May 25, 2021 ☼ Notes

The basic ingredients

How do you know if you’ve made something people actually use? The short answer is: check your retention. Different products measure retention using different metrics– if you can, it’s best to use a metric that implies regular use of your core product. For Facebook this is Weekly Active Use, or Daily Active Use. If some proportion of your users keep coming back to use your product every day/week/month, then you have created something they actually use! Congrats. For Wren, since we aren’t an engagement based product, we just measure churn, which is the percentage of people who stop paying for our product every month. For paid consumer SaaS a churn of below 3% is good. A churn of below 2% is very good. A churn close to 1% is outstanding.

Your total user growth rate in a given time period is your new user growth rate– the percentage of people who started using your product for the first time in this time period, plus your reactivation rate– the percentage of people who restarted using your product during this time period, minus your rate of churn. If this is greater than 0, then congratulations, you are growing. If it’s greater than 10% per month, then congratulations, if you keep this up you’ll double in size every year.

Pretty much all of Consumer SaaS at a really high level is working out how to profitably and sustainably increase new user growth and reactivation, while decreasing churn.

Cooking

Cooking with gas

Ok, so we’ve started cooking with product-led viral growth. Now we can use paid acquisition channels to pour fuel on the fire.

LTV is the lifetime value of your customer. It’s the total revenue you can expect to recoup from a given customer. CAC is your cost to acquire a customer. It’s sometimes called cost of revenue”.

Measuring LTV

For a SaaS product with a monthly subscription, you can measure LTV based on the revenue a customer generates in a given month, times the probability they are still an active customer. Eg: If your customer pays you $10 per month, and monthly churn for similar customers is 1%, then you know everything you need to calculate lifetime value. In month zero your customer will pay you $10. In month one, they have a 99% chance of paying you $10. In month two, they have a (0.99)^2 chance of paying you $10. And so on. In theory you could sum this series to infinity (the answer is $10(100) = $1,000). In practice, it is highly unlikely your business itself will last forever. So you truncate your sum after N months or so. At Wren we currently use a 12-month LTV, even though we’ve been around for about 2 years.

Target CAC

CAC is how much you pay to acquire a given customer. You can set your target CAC– the ideal amount of money you’d like to acquire a customer for, to whatever you like. But be warned. Set it too low, and you won’t be able to acquire any customers. Set it too high, and you won’t even break even on each customer. The ideal target CAC is an equilibrium point that perfectly balances out your internal unit economics per customer, with your external demand in the marketplace. A low target CAC might lead to great unit economics, but it probably also means there is a narrow market of only a few customers who you can reach at that price. A high target CAC will lead to poorer unit ecnomics, however it means you have much more room to grow into a larger market, with many more distribution channels available.

Ratios

The ratio at which you set your CAC to LTV is very important.

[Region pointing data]
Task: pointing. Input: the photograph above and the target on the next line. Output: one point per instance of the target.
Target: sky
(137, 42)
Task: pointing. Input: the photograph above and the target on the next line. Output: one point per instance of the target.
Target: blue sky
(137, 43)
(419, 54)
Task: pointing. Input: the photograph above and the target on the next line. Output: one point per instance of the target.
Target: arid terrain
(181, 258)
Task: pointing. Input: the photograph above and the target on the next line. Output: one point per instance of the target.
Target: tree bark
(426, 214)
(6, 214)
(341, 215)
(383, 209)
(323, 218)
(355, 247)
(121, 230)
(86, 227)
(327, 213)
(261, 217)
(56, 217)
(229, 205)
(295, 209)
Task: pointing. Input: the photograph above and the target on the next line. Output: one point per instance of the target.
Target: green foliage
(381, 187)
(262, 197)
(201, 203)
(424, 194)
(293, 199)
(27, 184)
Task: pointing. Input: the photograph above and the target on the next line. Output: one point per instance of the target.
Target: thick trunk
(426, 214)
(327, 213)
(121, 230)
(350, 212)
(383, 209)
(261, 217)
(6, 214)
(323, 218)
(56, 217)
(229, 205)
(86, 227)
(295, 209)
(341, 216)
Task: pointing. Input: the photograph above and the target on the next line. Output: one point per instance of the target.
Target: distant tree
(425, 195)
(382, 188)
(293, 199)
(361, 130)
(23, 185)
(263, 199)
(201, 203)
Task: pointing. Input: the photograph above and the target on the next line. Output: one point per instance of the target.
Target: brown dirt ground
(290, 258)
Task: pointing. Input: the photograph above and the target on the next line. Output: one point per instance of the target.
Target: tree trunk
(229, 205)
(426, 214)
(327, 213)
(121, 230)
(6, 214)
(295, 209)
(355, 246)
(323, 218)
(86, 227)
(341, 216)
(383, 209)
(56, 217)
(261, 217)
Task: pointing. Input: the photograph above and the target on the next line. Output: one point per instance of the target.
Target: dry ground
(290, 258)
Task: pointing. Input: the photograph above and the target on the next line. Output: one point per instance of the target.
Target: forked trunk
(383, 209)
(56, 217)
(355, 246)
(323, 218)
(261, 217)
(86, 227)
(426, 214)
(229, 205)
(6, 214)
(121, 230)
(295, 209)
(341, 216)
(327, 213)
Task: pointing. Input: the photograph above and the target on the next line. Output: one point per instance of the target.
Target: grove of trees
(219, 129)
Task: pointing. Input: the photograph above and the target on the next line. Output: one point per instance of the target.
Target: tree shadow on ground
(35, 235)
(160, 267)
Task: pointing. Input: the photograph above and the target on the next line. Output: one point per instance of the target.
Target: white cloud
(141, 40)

YOUR INSTRUCTIONS: Quote everything in the SaaS growth notes from "For a SaaS product" down to "about 2 years.".

TASK RESULT:
For a SaaS product with a monthly subscription, you can measure LTV based on the revenue a customer generates in a given month, times the probability they are still an active customer. Eg: If your customer pays you $10 per month, and monthly churn for similar customers is 1%, then you know everything you need to calculate lifetime value. In month zero your customer will pay you $10. In month one, they have a 99% chance of paying you $10. In month two, they have a (0.99)^2 chance of paying you $10. And so on. In theory you could sum this series to infinity (the answer is $10(100) = $1,000). In practice, it is highly unlikely your business itself will last forever. So you truncate your sum after N months or so. At Wren we currently use a 12-month LTV, even though we’ve been around for about 2 years.